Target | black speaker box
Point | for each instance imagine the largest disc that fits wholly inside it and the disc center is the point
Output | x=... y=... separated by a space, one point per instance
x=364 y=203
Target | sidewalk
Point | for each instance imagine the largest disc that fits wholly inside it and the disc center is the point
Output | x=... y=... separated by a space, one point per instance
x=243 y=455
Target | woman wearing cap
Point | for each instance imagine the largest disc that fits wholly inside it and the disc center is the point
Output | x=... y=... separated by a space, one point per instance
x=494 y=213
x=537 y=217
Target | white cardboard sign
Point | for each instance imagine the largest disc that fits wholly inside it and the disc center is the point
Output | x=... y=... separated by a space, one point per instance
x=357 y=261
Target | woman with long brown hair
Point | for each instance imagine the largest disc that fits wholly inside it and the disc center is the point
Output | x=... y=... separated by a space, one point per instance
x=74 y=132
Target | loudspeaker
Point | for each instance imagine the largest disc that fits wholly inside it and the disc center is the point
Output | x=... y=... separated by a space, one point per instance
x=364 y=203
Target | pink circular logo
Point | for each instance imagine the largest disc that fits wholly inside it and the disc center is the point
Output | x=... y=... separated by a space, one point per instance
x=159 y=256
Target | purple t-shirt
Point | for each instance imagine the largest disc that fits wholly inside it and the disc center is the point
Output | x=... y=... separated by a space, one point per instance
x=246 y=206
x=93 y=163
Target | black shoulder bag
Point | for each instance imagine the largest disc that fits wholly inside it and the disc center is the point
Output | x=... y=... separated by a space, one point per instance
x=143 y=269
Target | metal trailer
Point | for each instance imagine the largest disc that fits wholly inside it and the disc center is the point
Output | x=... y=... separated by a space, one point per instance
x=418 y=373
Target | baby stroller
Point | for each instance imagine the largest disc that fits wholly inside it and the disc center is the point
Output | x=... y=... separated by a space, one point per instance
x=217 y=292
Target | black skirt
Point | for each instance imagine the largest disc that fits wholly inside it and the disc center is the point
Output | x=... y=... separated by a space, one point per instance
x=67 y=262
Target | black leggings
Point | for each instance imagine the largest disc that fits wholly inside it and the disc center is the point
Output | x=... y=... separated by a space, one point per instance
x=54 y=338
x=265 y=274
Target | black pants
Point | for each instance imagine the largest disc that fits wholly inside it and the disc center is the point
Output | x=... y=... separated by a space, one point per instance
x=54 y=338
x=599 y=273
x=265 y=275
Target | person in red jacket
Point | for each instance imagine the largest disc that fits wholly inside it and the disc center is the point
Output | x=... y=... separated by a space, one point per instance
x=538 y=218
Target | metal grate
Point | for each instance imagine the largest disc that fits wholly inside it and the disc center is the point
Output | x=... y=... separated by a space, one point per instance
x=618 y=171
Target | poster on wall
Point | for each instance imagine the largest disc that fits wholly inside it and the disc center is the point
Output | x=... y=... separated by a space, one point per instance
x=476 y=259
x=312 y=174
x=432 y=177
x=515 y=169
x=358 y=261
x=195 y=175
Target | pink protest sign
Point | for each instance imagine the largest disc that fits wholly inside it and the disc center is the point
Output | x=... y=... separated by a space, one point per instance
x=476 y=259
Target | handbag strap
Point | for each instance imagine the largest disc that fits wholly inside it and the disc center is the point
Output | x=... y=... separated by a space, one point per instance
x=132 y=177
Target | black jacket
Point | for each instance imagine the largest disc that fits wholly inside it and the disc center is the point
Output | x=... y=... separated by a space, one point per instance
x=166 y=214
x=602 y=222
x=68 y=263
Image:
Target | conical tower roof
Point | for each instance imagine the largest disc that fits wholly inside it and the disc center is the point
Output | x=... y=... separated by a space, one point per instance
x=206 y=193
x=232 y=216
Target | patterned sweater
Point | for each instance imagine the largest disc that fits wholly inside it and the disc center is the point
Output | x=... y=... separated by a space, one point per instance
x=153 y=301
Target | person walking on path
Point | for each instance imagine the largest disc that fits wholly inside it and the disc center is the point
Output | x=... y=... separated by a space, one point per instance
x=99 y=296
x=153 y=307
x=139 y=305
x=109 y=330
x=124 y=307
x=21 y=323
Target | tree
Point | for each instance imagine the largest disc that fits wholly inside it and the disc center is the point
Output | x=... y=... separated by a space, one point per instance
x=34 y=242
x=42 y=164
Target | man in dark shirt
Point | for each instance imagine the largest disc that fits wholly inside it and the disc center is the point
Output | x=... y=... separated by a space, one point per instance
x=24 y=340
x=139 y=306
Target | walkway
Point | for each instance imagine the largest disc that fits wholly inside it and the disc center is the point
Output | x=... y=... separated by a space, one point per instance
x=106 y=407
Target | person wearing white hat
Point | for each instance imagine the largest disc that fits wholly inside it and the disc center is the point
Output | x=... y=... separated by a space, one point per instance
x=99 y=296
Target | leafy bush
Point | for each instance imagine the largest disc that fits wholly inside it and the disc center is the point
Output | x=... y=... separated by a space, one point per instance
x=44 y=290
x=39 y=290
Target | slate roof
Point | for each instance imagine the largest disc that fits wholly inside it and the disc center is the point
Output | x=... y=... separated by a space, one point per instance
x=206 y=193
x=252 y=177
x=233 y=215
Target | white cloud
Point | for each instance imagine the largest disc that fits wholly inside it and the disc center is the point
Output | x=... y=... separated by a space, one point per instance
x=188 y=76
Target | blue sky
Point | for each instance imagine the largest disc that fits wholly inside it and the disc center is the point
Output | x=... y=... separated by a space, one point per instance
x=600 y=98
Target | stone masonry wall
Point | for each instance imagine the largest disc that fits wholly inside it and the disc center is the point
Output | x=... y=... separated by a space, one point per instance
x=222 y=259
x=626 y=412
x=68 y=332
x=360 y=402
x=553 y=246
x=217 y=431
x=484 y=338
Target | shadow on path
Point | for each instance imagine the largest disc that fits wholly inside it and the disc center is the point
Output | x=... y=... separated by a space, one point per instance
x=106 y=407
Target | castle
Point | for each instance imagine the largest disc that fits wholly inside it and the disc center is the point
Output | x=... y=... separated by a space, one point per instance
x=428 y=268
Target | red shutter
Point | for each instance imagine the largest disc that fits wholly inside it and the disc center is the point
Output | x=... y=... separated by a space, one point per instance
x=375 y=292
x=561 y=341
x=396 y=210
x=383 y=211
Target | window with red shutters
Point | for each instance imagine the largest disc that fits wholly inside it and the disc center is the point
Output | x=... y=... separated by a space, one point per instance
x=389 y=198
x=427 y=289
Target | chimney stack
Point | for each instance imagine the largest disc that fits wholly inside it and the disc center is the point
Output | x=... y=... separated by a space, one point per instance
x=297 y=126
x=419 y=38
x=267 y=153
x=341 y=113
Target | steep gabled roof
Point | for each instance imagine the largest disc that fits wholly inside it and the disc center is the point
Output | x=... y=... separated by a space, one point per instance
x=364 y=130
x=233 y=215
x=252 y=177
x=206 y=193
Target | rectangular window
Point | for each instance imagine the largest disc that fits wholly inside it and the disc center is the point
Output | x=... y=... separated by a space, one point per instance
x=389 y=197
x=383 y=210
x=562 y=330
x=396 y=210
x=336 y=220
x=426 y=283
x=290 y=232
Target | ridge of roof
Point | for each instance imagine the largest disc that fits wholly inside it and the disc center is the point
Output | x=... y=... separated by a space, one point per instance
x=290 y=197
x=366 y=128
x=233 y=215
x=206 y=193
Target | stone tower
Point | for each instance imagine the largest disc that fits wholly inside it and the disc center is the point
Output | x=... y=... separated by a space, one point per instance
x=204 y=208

• • • •

▸ Your assignment: Which lines of the records above hold the word "metal"? Copy each one out.

▸ Response:
Target | metal trailer
Target | metal grate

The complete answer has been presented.